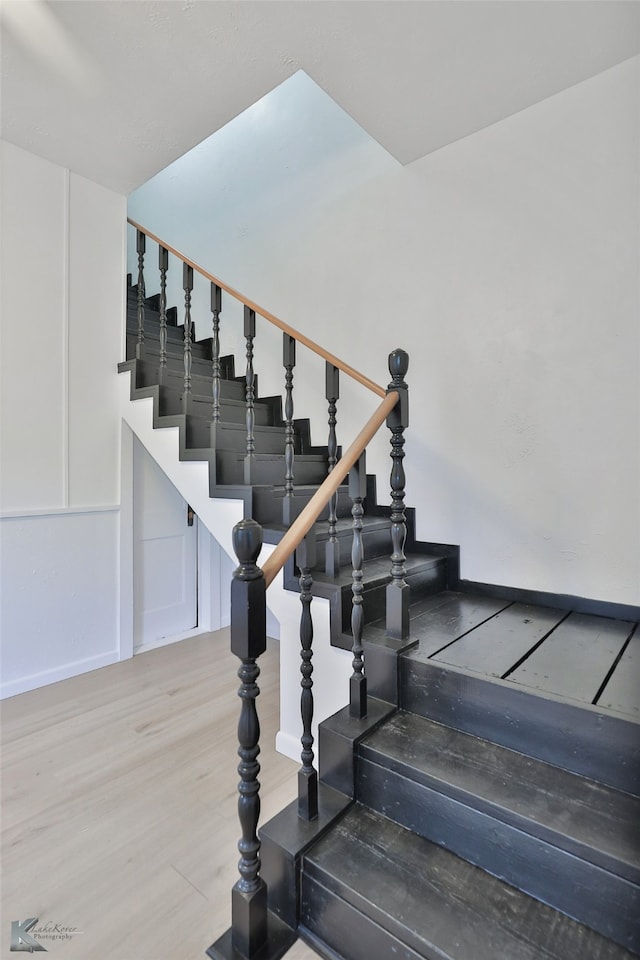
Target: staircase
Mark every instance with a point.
(485, 802)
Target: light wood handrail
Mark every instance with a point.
(299, 337)
(301, 526)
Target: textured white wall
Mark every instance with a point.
(62, 308)
(507, 264)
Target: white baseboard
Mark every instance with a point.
(165, 641)
(72, 669)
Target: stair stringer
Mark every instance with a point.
(332, 667)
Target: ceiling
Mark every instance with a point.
(117, 90)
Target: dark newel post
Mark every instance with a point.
(332, 393)
(216, 308)
(398, 589)
(307, 775)
(187, 283)
(358, 682)
(248, 642)
(140, 247)
(249, 333)
(289, 361)
(163, 264)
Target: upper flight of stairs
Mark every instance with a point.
(487, 807)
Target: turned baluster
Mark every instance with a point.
(398, 589)
(248, 642)
(307, 775)
(187, 283)
(358, 681)
(249, 333)
(140, 247)
(332, 393)
(289, 362)
(163, 264)
(216, 307)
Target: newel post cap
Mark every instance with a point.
(398, 364)
(248, 594)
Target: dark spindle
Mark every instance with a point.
(216, 307)
(163, 264)
(358, 682)
(332, 393)
(187, 283)
(140, 247)
(249, 333)
(307, 775)
(398, 589)
(248, 642)
(289, 361)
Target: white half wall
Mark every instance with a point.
(59, 611)
(62, 328)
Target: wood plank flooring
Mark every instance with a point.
(119, 803)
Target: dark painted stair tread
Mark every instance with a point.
(586, 818)
(574, 661)
(377, 570)
(417, 894)
(622, 692)
(494, 647)
(438, 621)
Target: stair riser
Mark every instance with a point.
(376, 543)
(171, 403)
(581, 889)
(200, 349)
(347, 932)
(232, 440)
(268, 504)
(230, 470)
(426, 581)
(596, 745)
(147, 375)
(175, 330)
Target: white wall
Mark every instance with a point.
(507, 264)
(62, 292)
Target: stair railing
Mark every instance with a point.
(291, 337)
(255, 931)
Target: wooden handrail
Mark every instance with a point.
(299, 337)
(301, 526)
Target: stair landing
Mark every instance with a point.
(584, 658)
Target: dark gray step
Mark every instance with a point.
(232, 437)
(372, 889)
(424, 574)
(148, 374)
(441, 679)
(151, 328)
(267, 502)
(200, 349)
(268, 468)
(231, 411)
(568, 841)
(376, 539)
(620, 692)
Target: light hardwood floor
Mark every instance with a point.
(119, 803)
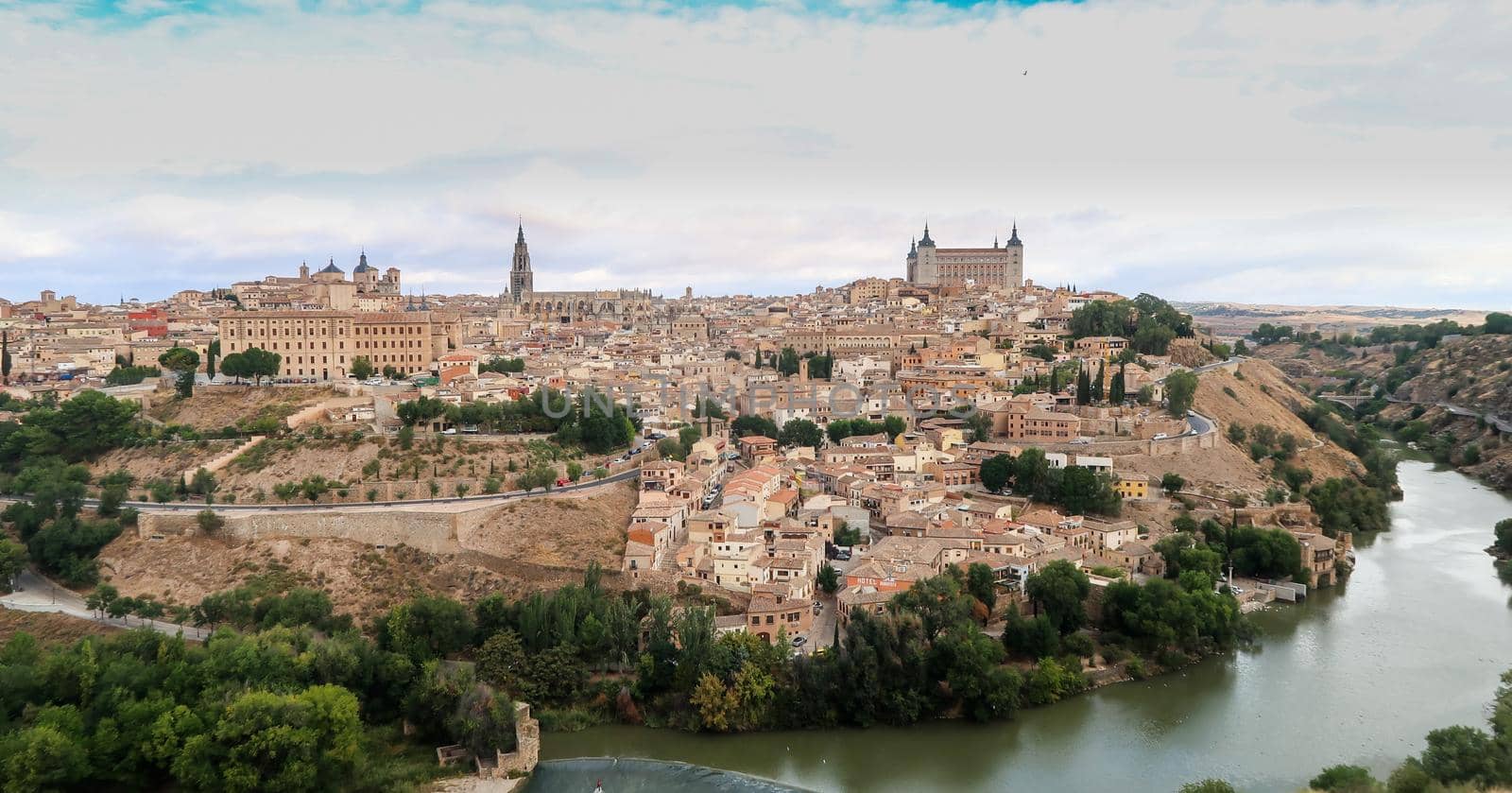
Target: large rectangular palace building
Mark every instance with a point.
(987, 267)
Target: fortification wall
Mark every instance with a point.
(431, 531)
(223, 460)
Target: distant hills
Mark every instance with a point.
(1240, 319)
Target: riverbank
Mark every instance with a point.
(1423, 618)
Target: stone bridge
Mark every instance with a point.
(1350, 402)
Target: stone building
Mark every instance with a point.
(325, 288)
(625, 306)
(929, 266)
(322, 344)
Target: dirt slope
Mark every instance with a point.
(49, 629)
(541, 543)
(215, 407)
(1262, 394)
(1257, 394)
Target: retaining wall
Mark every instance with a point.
(431, 531)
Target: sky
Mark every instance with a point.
(1266, 151)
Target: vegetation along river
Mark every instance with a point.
(1414, 641)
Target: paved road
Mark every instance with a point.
(1502, 424)
(38, 594)
(1198, 422)
(374, 506)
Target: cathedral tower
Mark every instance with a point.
(521, 277)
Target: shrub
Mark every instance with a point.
(209, 521)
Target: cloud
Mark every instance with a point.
(1319, 151)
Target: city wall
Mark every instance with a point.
(431, 531)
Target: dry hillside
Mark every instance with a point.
(216, 407)
(1260, 394)
(539, 543)
(47, 629)
(1257, 394)
(1473, 371)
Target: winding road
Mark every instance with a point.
(38, 594)
(1502, 424)
(365, 506)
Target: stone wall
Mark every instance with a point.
(431, 531)
(317, 412)
(223, 460)
(526, 745)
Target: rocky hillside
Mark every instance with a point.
(1254, 397)
(1473, 372)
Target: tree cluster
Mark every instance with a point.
(1149, 322)
(841, 428)
(1456, 758)
(1077, 489)
(254, 364)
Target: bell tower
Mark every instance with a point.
(521, 277)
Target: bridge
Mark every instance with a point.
(1350, 402)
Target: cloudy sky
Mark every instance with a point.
(1267, 151)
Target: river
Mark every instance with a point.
(1414, 641)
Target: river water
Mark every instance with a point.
(1358, 674)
#####
> _WHAT IS NEEDED_: Omit every picture, then repeat the remaining data exactly as it appears above.

> _THE ANSWER_:
Target: staircase
Mark every instance with a point.
(485, 802)
Target: light wood handrail
Mark every instance with a point.
(299, 337)
(301, 526)
Target: textured white wall
Mark every instance with a point.
(62, 308)
(507, 264)
Target: white baseboard
Mark every instance with a point.
(165, 641)
(72, 669)
Target: stair stringer
Mark every instance with a point.
(332, 667)
Target: ceiling
Mark every instance with a point.
(117, 90)
Target: dark newel post
Mark every instance with a point.
(332, 393)
(216, 308)
(398, 589)
(307, 775)
(187, 283)
(358, 682)
(248, 642)
(140, 247)
(249, 333)
(289, 361)
(163, 264)
Target: upper flight of stairs
Mark every instance with a point.
(487, 807)
Target: turned baluster
Mark every instance with a point.
(398, 589)
(248, 642)
(307, 775)
(187, 283)
(358, 681)
(249, 333)
(140, 247)
(332, 393)
(289, 362)
(163, 264)
(216, 307)
Target: newel post cap
Mark every instance with a point.
(398, 364)
(248, 594)
Target: dark spindle
Mark every instance with a point.
(216, 307)
(163, 264)
(358, 682)
(332, 393)
(187, 283)
(140, 247)
(249, 333)
(307, 775)
(398, 589)
(248, 642)
(289, 361)
Target: white half wall
Mark every instance with a point.
(59, 611)
(62, 328)
Target: wood plank flooring
Mark every instance with a point.
(119, 803)
Target: dark painted stair tread
Mark every instance with a point.
(586, 818)
(574, 661)
(377, 570)
(417, 894)
(622, 692)
(494, 647)
(438, 621)
Target: stair riser
Mark every instance with a point.
(376, 543)
(171, 403)
(581, 889)
(200, 349)
(347, 932)
(232, 440)
(268, 504)
(230, 470)
(426, 581)
(596, 745)
(147, 375)
(175, 330)
Target: white wall
Mark every instance with a point.
(507, 264)
(62, 292)
Target: stair railing
Mark every instance with a point.
(291, 337)
(255, 931)
Target: wooden handrail
Mark every instance with a point.
(299, 337)
(301, 526)
Target: stair landing
Mark every instance with a point.
(584, 658)
Target: dark gray step
Mark every instance with a point.
(232, 437)
(372, 889)
(424, 574)
(148, 374)
(441, 679)
(151, 328)
(267, 502)
(200, 349)
(268, 468)
(231, 411)
(568, 841)
(376, 539)
(620, 692)
Target: light hardwood floor
Mark every instance with a point.
(119, 803)
Target: large rectangular palace building
Mark every instance with a point.
(987, 267)
Target: fortification wall
Mark every instance with a point.
(431, 531)
(223, 460)
Target: distant hills
Mark every instance with a point.
(1240, 319)
Target: riverbank
Mark every instance with a point.
(1423, 618)
Target: stone bridge
Mark every instance with a point.
(1350, 402)
Target: stone building
Mark every instance with a point.
(325, 288)
(625, 306)
(929, 266)
(322, 344)
Target: dirt slope
Mark every instance with a point.
(49, 629)
(541, 543)
(215, 407)
(1262, 394)
(1257, 394)
Target: retaining wall
Mark every instance with a point.
(431, 531)
Target: sky
Mark every instance with a point.
(1266, 151)
Target: vegetation along river
Mark every instance with a point.
(1414, 641)
Target: paved road
Mark every instance with a point.
(1502, 424)
(38, 594)
(1198, 422)
(374, 506)
Target: cathedral tower
Mark every instance with a point.
(521, 277)
Target: shrub
Mark every instance with a point.
(209, 521)
Target: cloud
Mark every instance with a point.
(1319, 151)
Target: city wall
Mark every instance with a point.
(431, 531)
Target: dry hillside
Mark every instance with a point.
(216, 407)
(1260, 394)
(539, 543)
(47, 629)
(1257, 394)
(1473, 371)
Target: winding road
Mark every instance with a point.
(38, 594)
(1502, 424)
(365, 506)
Target: stone wall
Mark every instance with a point.
(431, 531)
(317, 412)
(223, 460)
(526, 745)
Target: rocky hillside
Mark every instance with a point.
(1254, 397)
(1473, 372)
Target: tree cluster
Mark every instance with a point.
(1149, 322)
(841, 428)
(1456, 758)
(1077, 489)
(254, 364)
Target: bell tower
Mark every instance with a point.
(521, 277)
Target: bridge
Mark every instance with a point.
(1350, 402)
Target: cloudy sky
Mark every instance with a point.
(1267, 151)
Target: river
Mark every instance with a point.
(1414, 641)
Target: river water
Mark every instance with a point.
(1358, 674)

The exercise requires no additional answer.